Last week we had a Chamber Coffee hosted by Boman Funeral Homes.  A quiz was given, answers were turned in and this week the winner was announced.  Mary Lou Gordon answered most of the questions correctly and won $25 in Webster City Bucks.  I’d like to share a few of those questions and answers with you today.

What event in American History increased the desire for embalming?

The War between the States.  Many service men died far from home and their families wanted them buried at home. According to Wikipedia “Dr. Thomas Holmes received a commission from the Army Medical Corps to embalm the corpses of dead Union officers to return to their families. Military authorities also permitted private embalmers to work in military-controlled areas. The passage of Abraham Lincoln’s body home for burial was made possible by embalming and it brought the possibilities and potential of embalming to a wider public notice.”

What chemical cannot be used in embalming anymore?

Arsenic! “From the Civil War until about 1910, arsenic was the main ingredient in the embalming fluids used widely throughout the country. Although effective, arsenic is toxic and persistent, and elemental arsenic will never degrade into harmless by- products.” Read a fascinating article about arsenic and embalming here.

Data extract

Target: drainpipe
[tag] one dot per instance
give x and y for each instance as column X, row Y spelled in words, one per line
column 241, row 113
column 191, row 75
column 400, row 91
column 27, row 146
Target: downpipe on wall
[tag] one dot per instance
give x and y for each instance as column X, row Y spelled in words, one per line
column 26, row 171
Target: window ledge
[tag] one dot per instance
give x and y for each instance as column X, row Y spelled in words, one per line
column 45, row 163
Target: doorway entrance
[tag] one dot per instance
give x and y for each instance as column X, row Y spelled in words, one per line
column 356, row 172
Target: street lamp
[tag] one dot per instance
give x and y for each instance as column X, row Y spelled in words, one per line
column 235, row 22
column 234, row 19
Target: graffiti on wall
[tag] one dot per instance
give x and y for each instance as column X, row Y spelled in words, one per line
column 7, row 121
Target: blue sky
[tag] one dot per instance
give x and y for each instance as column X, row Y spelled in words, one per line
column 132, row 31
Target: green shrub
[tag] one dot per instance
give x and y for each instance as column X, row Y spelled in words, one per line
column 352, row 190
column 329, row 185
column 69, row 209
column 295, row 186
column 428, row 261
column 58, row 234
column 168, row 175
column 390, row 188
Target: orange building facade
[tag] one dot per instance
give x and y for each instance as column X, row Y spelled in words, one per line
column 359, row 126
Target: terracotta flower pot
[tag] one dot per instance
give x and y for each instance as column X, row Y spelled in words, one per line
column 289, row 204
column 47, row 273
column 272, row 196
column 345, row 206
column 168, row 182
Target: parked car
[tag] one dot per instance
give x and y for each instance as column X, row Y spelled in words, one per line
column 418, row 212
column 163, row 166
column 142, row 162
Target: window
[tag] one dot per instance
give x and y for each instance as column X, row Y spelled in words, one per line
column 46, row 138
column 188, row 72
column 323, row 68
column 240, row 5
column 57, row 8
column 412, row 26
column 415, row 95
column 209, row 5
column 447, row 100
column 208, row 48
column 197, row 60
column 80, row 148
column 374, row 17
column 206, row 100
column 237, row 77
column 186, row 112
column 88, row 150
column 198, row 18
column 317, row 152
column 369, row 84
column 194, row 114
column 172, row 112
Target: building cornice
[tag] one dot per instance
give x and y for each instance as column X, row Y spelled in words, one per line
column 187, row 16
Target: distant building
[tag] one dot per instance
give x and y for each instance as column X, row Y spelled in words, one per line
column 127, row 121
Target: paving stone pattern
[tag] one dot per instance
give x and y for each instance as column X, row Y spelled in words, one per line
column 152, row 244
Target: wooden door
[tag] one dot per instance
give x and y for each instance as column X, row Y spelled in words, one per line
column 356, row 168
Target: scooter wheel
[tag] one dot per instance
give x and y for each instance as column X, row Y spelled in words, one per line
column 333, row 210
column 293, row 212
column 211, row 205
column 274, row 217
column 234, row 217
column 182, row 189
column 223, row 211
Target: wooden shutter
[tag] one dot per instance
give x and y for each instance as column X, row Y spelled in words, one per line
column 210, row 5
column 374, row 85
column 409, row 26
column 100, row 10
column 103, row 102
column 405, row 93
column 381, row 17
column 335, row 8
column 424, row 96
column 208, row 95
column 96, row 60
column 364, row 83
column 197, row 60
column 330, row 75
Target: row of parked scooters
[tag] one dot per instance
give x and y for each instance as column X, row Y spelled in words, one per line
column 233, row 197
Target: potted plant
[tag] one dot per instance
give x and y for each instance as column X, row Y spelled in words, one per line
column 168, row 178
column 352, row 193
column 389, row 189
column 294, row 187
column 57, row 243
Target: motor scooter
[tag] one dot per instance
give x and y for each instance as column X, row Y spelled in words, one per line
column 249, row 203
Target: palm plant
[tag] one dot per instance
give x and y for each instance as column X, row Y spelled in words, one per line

Assignment A
For the embalming quiz text, decide whether each statement agrees with it: (i) Mary Lou Gordon won $25 in Webster City Bucks; (ii) arsenic was the main ingredient in embalming fluids until about 1950; (iii) Dr. Thomas Holmes was commissioned to embalm dead Confederate officers. Answer yes or no for each, quoting the words of the text that decide it.
Assignment B
Carry the embalming quiz text on from its final sentence.

Result A
(i) Yes: "Mary Lou Gordon answered most of the questions correctly and won $25 in Webster City Bucks."
(ii) No: "From the Civil War until about 1910, arsenic was the main ingredient in the embalming fluids used widely throughout the country."
(iii) No: "to embalm the corpses of dead Union officers to return to their families."

Result B
 What is a pall? 

Cloth some churches use to the cover the casket. According to reformedworship.org,   “Centuries ago, when the pall was first used, it was generally black, the color of death and mourning. In Scotland the black pall was called a “mort-cloth”; it was used to cover the bodies of the poor who could not afford caskets. In the Netherlands, even the horses that drew the hearse were draped with a black pall.”

Why in the past (and still today in some places in Chicago) did they call a visitation a wake?  

In the past they did not use embalming fluid so they would wait to bury a person who was “dead drunk” and see if they could wake them.

These were just a few of the questions on the quiz.  The historian in me went down a rabbit hole to look up answers you would enjoy!